# Data extracts
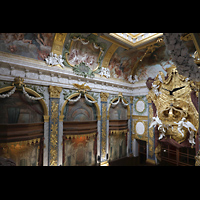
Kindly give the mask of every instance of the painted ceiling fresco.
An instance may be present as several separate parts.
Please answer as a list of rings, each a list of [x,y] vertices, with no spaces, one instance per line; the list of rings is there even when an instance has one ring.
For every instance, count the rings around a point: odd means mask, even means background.
[[[0,51],[37,60],[51,52],[54,33],[0,33]]]
[[[133,37],[140,36],[139,33],[131,34]],[[45,61],[51,52],[54,36],[55,33],[0,33],[0,51]],[[148,35],[148,37],[150,36]],[[65,65],[64,69],[69,70],[69,67],[84,62],[92,71],[96,70],[96,74],[99,73],[103,59],[113,44],[112,42],[116,43],[116,39],[112,40],[102,36],[102,34],[67,34],[63,43],[63,52],[66,51],[67,54],[63,53],[63,55],[66,55],[66,61],[69,65]],[[195,51],[193,42],[186,43],[189,52],[193,54]],[[125,47],[125,43],[124,45],[117,43],[117,45],[119,46],[113,52],[107,68],[110,70],[110,78],[128,82],[128,77],[135,63],[145,54],[146,48],[138,50],[137,48]],[[146,56],[138,64],[133,75],[137,75],[139,81],[145,81],[148,77],[154,78],[159,71],[166,74],[166,68],[171,64],[171,57],[163,45],[150,56]]]

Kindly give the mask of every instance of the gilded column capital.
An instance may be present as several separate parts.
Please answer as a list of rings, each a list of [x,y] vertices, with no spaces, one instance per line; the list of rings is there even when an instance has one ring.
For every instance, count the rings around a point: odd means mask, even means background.
[[[107,102],[107,99],[109,97],[109,93],[101,92],[100,97],[101,97],[101,101]]]
[[[60,98],[61,91],[62,91],[62,87],[50,85],[49,86],[50,98]]]
[[[133,103],[133,97],[130,97],[130,103]]]

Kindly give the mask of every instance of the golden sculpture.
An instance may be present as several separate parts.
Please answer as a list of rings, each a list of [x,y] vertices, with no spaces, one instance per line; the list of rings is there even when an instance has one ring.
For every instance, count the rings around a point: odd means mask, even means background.
[[[58,103],[51,104],[50,166],[57,166],[58,161]]]
[[[176,142],[182,143],[187,134],[194,134],[195,137],[197,134],[199,116],[191,99],[192,90],[197,88],[193,81],[178,74],[176,66],[172,65],[167,72],[166,80],[163,72],[159,72],[147,98],[153,101],[157,109],[154,120],[158,121],[160,139],[169,135]],[[189,139],[193,140],[192,137]]]
[[[107,99],[109,97],[109,93],[101,92],[100,97],[101,97],[101,101],[107,102]]]
[[[62,87],[57,86],[49,86],[49,93],[51,98],[60,98],[60,93],[62,91]]]
[[[77,83],[73,83],[73,86],[78,88],[78,92],[86,92],[87,90],[92,90],[88,85],[85,86],[86,83],[83,83],[81,85],[77,84]]]
[[[14,82],[12,83],[13,86],[16,86],[17,88],[22,88],[22,87],[26,87],[26,85],[24,84],[24,79],[19,77],[15,77]]]

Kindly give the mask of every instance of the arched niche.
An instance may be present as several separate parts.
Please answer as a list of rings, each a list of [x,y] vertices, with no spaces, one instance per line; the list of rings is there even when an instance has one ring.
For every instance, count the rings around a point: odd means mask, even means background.
[[[0,95],[14,86],[0,89]],[[29,96],[41,97],[24,87]],[[45,101],[27,98],[21,89],[0,98],[0,157],[11,159],[18,165],[43,165],[44,122],[49,119]]]
[[[117,105],[112,105],[112,103],[116,104],[118,101],[119,103]],[[123,96],[120,97],[120,95],[112,99],[109,104],[108,119],[110,162],[126,157],[127,155],[127,136],[129,131],[128,120],[130,119],[130,106],[127,104],[128,102],[123,98]]]
[[[60,121],[63,120],[64,166],[96,165],[98,103],[90,103],[80,93],[74,93],[64,102]],[[86,94],[90,101],[95,99]]]

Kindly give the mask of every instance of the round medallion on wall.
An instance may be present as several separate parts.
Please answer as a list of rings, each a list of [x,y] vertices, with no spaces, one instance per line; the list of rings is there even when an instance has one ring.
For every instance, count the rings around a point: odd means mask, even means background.
[[[142,100],[138,100],[135,104],[135,109],[137,112],[142,113],[145,111],[145,102]]]
[[[142,122],[137,122],[135,129],[137,134],[142,135],[145,131],[145,126]]]

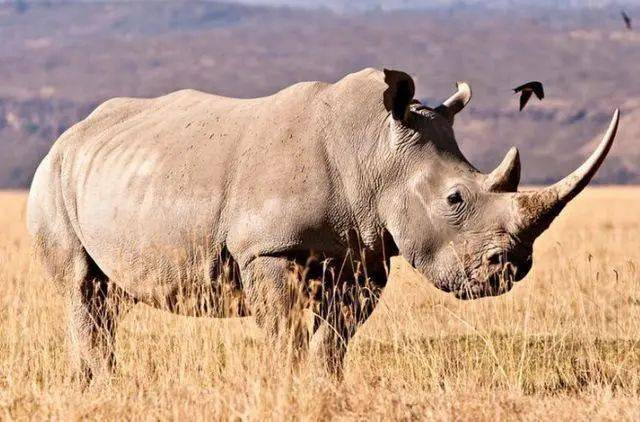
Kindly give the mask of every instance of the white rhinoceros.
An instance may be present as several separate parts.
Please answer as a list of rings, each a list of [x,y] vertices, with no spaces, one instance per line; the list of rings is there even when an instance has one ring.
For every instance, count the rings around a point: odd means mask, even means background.
[[[604,160],[618,111],[580,168],[518,192],[515,148],[490,174],[458,148],[467,84],[435,109],[413,97],[406,73],[365,69],[264,98],[117,98],[65,132],[36,171],[28,226],[82,373],[113,366],[127,303],[254,315],[339,373],[392,256],[462,299],[508,291]]]

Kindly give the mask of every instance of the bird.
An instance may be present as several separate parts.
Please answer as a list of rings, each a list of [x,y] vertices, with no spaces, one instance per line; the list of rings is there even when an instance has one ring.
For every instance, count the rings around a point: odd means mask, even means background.
[[[520,111],[527,105],[529,98],[531,98],[531,94],[536,94],[539,100],[544,98],[544,89],[542,88],[542,83],[538,81],[527,82],[526,84],[522,84],[517,88],[513,88],[513,92],[518,93],[522,92],[520,95]]]
[[[624,24],[627,26],[627,29],[632,29],[631,18],[629,17],[629,15],[627,15],[624,10],[621,10],[620,14],[622,15],[622,19],[624,19]]]

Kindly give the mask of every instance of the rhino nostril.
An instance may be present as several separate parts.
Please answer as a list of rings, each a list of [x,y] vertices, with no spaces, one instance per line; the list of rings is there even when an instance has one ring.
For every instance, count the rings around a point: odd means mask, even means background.
[[[487,263],[489,265],[501,265],[503,263],[503,253],[502,251],[491,252],[487,256]]]

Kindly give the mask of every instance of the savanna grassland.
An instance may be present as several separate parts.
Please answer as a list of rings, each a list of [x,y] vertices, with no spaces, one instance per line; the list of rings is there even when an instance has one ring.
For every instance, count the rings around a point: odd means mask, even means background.
[[[640,188],[583,193],[499,298],[456,301],[395,259],[341,384],[286,370],[250,319],[138,305],[116,374],[86,390],[25,201],[0,194],[0,420],[640,419]]]

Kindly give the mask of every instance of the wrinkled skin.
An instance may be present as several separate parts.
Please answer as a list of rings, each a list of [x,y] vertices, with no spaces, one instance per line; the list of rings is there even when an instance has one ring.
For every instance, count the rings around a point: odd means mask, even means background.
[[[513,196],[483,188],[486,176],[464,159],[438,113],[412,111],[393,126],[404,169],[381,213],[400,253],[459,298],[508,291],[531,268],[532,252],[518,239]]]
[[[468,86],[436,109],[413,95],[408,75],[365,69],[251,100],[114,99],[64,133],[34,176],[28,226],[83,379],[113,369],[117,321],[136,302],[253,315],[339,375],[392,256],[462,299],[522,279],[558,198],[578,188],[516,193],[517,151],[481,174],[452,129]]]

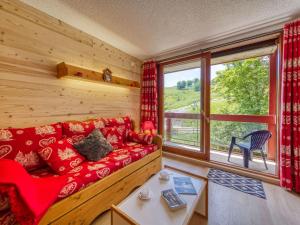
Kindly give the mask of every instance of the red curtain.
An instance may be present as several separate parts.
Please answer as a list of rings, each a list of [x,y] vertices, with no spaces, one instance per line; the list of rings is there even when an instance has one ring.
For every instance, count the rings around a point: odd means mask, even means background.
[[[300,20],[284,26],[280,183],[300,192]]]
[[[157,65],[154,61],[143,65],[141,93],[141,125],[152,121],[157,129]]]

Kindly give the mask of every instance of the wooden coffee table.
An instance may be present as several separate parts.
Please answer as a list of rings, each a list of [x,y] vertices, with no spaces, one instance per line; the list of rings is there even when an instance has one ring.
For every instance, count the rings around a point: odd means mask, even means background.
[[[208,214],[208,180],[206,177],[191,175],[175,168],[165,168],[171,174],[168,181],[159,179],[159,173],[151,177],[144,185],[136,189],[117,206],[112,206],[112,225],[187,225],[194,212],[207,217]],[[197,195],[180,195],[187,207],[171,211],[161,191],[174,188],[174,176],[189,176],[192,179]],[[148,188],[151,192],[150,200],[140,200],[138,194]]]

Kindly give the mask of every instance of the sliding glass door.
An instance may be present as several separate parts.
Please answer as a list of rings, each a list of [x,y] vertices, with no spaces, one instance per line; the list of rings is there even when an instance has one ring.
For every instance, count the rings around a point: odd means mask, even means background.
[[[160,64],[163,149],[277,176],[278,49],[272,39],[215,52],[212,59],[205,53]],[[231,140],[255,131],[271,138],[259,149],[249,147],[247,163]],[[250,138],[243,144],[250,146]]]
[[[209,149],[209,55],[167,62],[160,74],[164,149],[207,158]]]
[[[211,66],[211,150],[210,159],[229,166],[277,175],[277,46],[271,45],[212,60]],[[272,135],[262,151],[251,151],[245,166],[243,154],[232,137],[255,131]],[[251,137],[238,144],[250,146]]]

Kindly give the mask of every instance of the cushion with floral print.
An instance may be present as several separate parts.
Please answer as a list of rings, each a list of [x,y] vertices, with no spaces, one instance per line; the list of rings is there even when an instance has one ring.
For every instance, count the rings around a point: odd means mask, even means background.
[[[110,152],[97,162],[84,161],[65,174],[67,183],[59,193],[58,199],[70,196],[156,150],[157,145],[154,144],[142,145],[136,142],[126,142],[122,149]],[[30,174],[33,177],[57,176],[49,167],[31,171]]]
[[[126,135],[126,128],[124,125],[116,127],[105,127],[100,129],[100,131],[114,149],[122,147]]]
[[[7,195],[0,195],[0,211],[9,209],[9,198]]]
[[[19,223],[17,222],[15,215],[8,209],[0,212],[0,224],[17,225]]]
[[[41,158],[60,175],[78,167],[85,158],[73,147],[71,138],[65,138],[38,151]]]
[[[29,128],[0,129],[0,159],[11,159],[33,170],[45,164],[37,151],[62,139],[60,123]]]
[[[130,130],[128,132],[127,140],[137,142],[140,144],[150,145],[150,144],[152,144],[152,141],[153,141],[153,135],[137,133],[135,131]]]
[[[101,129],[105,127],[105,122],[103,118],[89,119],[86,122],[92,123],[96,129]]]
[[[132,129],[132,121],[129,116],[117,117],[117,118],[103,118],[106,127],[115,127],[125,125],[126,129]]]
[[[63,122],[63,136],[72,138],[74,143],[88,136],[94,129],[93,121],[68,121]]]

# What is being asked
Pictures excluded, repeat the material above from its first line through the line containing "Kindly give the mask of every instance of the gilded", both included.

# Solution for this problem
Kindly give the mask of every instance of the painted ceiling fresco.
An instance may be present as several separate parts.
Please answer as a list of rings, each a list of [x,y] vertices, with no spaces, one instance per line; the list of rings is there even when an instance has one ring.
For every instance, count the rings around a point: odd means mask, even means background.
[[[0,51],[37,60],[51,52],[54,33],[0,33]]]
[[[133,37],[140,36],[139,33],[131,34]],[[45,61],[51,52],[54,36],[55,33],[0,33],[0,51]],[[148,35],[148,37],[150,36]],[[65,65],[64,69],[69,70],[69,67],[84,62],[92,71],[96,70],[96,74],[99,73],[103,59],[113,44],[112,42],[116,43],[116,39],[112,40],[102,36],[102,34],[67,34],[63,43],[63,52],[66,51],[67,54],[63,53],[63,55],[66,55],[66,61],[69,65]],[[195,51],[193,42],[186,43],[189,52],[193,54]],[[125,47],[125,43],[124,45],[117,43],[117,45],[119,46],[113,52],[107,68],[110,70],[110,78],[128,82],[128,77],[135,63],[145,54],[146,48],[138,50],[137,48]],[[146,56],[138,64],[133,75],[137,75],[139,81],[145,81],[148,77],[154,78],[159,71],[166,74],[166,68],[171,64],[171,57],[163,45],[150,56]]]

Kindly give the mask of every instance of the gilded column capital.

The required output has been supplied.